YOUR GOAL:
Format as a JSON list of strings, one string per line and with blank lines omitted, the lines of the records starting at the line containing "Point to the bicycle front" and ending at the last line of the records.
** Begin GIVEN RECORDS **
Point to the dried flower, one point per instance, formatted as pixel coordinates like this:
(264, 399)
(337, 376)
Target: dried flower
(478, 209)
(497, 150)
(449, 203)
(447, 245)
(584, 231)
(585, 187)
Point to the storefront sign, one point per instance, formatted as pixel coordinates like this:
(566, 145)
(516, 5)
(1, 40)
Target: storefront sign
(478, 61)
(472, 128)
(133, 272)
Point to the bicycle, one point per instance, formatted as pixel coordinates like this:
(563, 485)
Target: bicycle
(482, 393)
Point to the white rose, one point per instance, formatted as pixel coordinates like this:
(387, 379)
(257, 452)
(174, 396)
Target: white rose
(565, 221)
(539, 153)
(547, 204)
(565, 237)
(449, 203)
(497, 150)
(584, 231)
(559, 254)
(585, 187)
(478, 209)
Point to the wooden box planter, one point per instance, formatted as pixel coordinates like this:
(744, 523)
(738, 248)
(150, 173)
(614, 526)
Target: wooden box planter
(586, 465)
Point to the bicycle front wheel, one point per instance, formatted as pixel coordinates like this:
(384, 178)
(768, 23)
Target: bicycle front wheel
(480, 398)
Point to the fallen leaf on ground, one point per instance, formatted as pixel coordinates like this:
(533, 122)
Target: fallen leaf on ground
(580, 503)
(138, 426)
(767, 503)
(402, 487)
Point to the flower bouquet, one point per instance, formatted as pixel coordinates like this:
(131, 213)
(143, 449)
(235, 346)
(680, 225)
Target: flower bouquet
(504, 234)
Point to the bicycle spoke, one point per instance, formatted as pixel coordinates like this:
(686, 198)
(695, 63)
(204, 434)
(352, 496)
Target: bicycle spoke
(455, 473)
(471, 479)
** End GIVEN RECORDS **
SOLUTION TO THIS TASK:
[
  "Point to the bicycle front wheel, one point per instance, formatted as pixel coordinates like this:",
  "(384, 178)",
  "(768, 23)",
  "Target: bicycle front wheel",
  "(480, 398)",
  "Point to the fallen leaf on ground, one point per instance, formatted as pixel coordinates like this:",
  "(533, 122)",
  "Target: fallen leaf on ground",
  "(580, 503)",
  "(138, 426)",
  "(767, 503)",
  "(402, 487)",
  "Point to the flower bouquet, one point per instance, formatted as pixel coordinates like this:",
  "(131, 213)",
  "(143, 449)",
  "(235, 346)",
  "(680, 225)",
  "Target: flower bouquet",
  "(504, 234)",
  "Point to the bicycle spoke, one point per instance, formatted as pixel coordinates like this:",
  "(686, 198)",
  "(695, 63)",
  "(204, 434)",
  "(352, 496)",
  "Target: bicycle spoke",
  "(455, 473)",
  "(471, 479)"
]